# Advice on new clubs?



## JESSIE P (Jul 13, 2010)

Hello!


I have taken quite a bit of time of the game. Looking to really get back into the game because of how much I used to enjoy it. Needless to say over the years my clubs have come up missing . So with that being said I am going to branch out and buy some new stuff. I have never been a very good long iron hitter. I was looking into the Adams I-DEA irons. I have always loved the feel of a Carbite, and Odyssey putters. Could anyone suggest and good set of irons, forgiving driver, and fairway woods for a come back tour? I'm currently 28 years old, have a lot of work ahead of me here. Looking for something to really help me out as far as forgiveness and something I could use for awhile. Thanks for all replies in advance.


----------



## FrogsHair (Mar 4, 2010)

I am not bashful. Over the years I have tried Ping, Taylormade, Callaway, and others. To be honest, I went through those clubs quite a few years ago. I currently play Tour Edge equipment. Geo Max 2 irons 5-LW. My 4 iron is a Tour Edge JMax Ironwood. I have played the TE stuff for the past 10+ years, and have no plans to change brands. Just good, solid, forgiving equipment. Their pricing will still allow you to feed your family. Now if you want to spend a lot of money, TE also has their "Exotic" line of clubs which are priced along the same lines as the bigger club companies. I have been able to text their Exotics, and will repeat what I told the folks who sent them to me to try out. They don't play any better for me than the Geo Max line.

*Rows*:
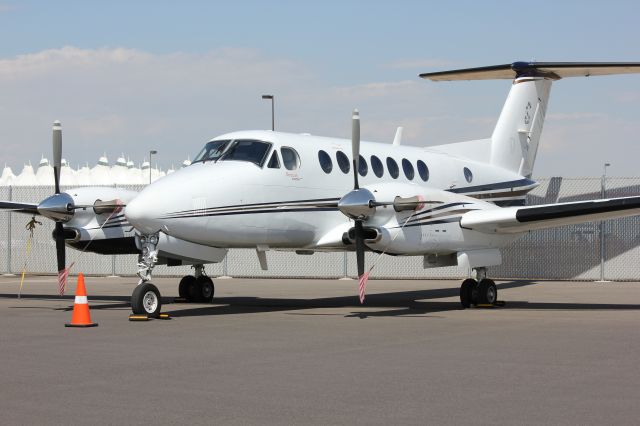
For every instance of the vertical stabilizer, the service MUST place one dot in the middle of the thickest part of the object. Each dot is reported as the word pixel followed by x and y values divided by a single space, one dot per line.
pixel 514 143
pixel 515 139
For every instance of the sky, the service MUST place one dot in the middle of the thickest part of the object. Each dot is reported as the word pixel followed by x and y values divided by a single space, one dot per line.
pixel 125 77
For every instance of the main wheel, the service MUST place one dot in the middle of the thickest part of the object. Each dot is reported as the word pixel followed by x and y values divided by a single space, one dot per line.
pixel 185 284
pixel 207 289
pixel 466 292
pixel 487 292
pixel 202 290
pixel 146 300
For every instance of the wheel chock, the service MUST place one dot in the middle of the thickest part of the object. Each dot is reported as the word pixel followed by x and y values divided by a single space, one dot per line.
pixel 145 317
pixel 497 304
pixel 134 317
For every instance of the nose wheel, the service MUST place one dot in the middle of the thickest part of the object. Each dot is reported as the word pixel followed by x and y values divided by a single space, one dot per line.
pixel 145 300
pixel 477 293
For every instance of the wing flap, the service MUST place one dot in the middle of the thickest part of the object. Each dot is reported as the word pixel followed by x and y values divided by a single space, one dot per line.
pixel 521 219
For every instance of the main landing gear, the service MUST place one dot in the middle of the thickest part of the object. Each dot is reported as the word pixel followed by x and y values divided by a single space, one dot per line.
pixel 196 288
pixel 478 292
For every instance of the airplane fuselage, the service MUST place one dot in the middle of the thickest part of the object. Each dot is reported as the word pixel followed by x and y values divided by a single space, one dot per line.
pixel 240 204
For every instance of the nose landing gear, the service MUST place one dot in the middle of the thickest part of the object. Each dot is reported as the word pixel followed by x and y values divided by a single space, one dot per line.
pixel 483 292
pixel 145 299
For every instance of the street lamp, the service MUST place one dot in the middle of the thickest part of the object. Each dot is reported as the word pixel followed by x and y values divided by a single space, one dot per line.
pixel 603 194
pixel 273 126
pixel 153 151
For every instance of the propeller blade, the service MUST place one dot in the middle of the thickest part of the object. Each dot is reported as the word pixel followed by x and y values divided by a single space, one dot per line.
pixel 355 145
pixel 29 208
pixel 360 247
pixel 57 153
pixel 60 247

*Requests*:
A - For each statement below, decide whether the golf club thread supports it. Answer yes or no, and quote the words of the thread that decide it: (i) The person seeking advice is 28 years old. (ii) The person seeking advice has always hit long irons well. (iii) The reply says the Tour Edge Exotic line costs less than clubs from the bigger companies.
B - In the golf club thread, how long has FrogsHair played Tour Edge equipment?
C - Write the next part of the golf club thread, picking up after its final sentence.

*Answers provided*:
A - (i) Yes: "I'm currently 28 years old". (ii) No: "I have never been a very good long iron hitter." (iii) No: "priced along the same lines as the bigger club companies."

B - FrogsHair has played Tour Edge equipment for the past 10+ years.

C -
Personally I don't think one brand of club is any better than another, as long as the clubs are fitted to the golfer's swing. If a golfer is not going to get fitted, then a less expensive set of clubs will probably play the same, as a more expensive set. I just don't believe the price of a set of clubs has an impact on the score a golfer will shoot......all other things being equal. I was in Texas on business, and was invited to play at Colonial. Couldn't pass that up, but I had no clubs with me. So, I stopped off at a place called Academy Sports, and I purchased a set of "Womens" clubs for $89. 14 clubs and a bag. I shot an 88 with them. Why womens clubs? Because of the shaft flex, and I left them in Texas for my niece to have since she was planning on taking up the game.

As for my woods, I have a local club builder who knows my swing pretty well who build components for me. Again, you can't beat fitted clubs, (putter, woods, or irons) 

If you would like some more info on TE products just message me. I can hook you up with a store that has great pricing, and truly believes in quality service after the sale.


----------



## JESSIE P (Jul 13, 2010)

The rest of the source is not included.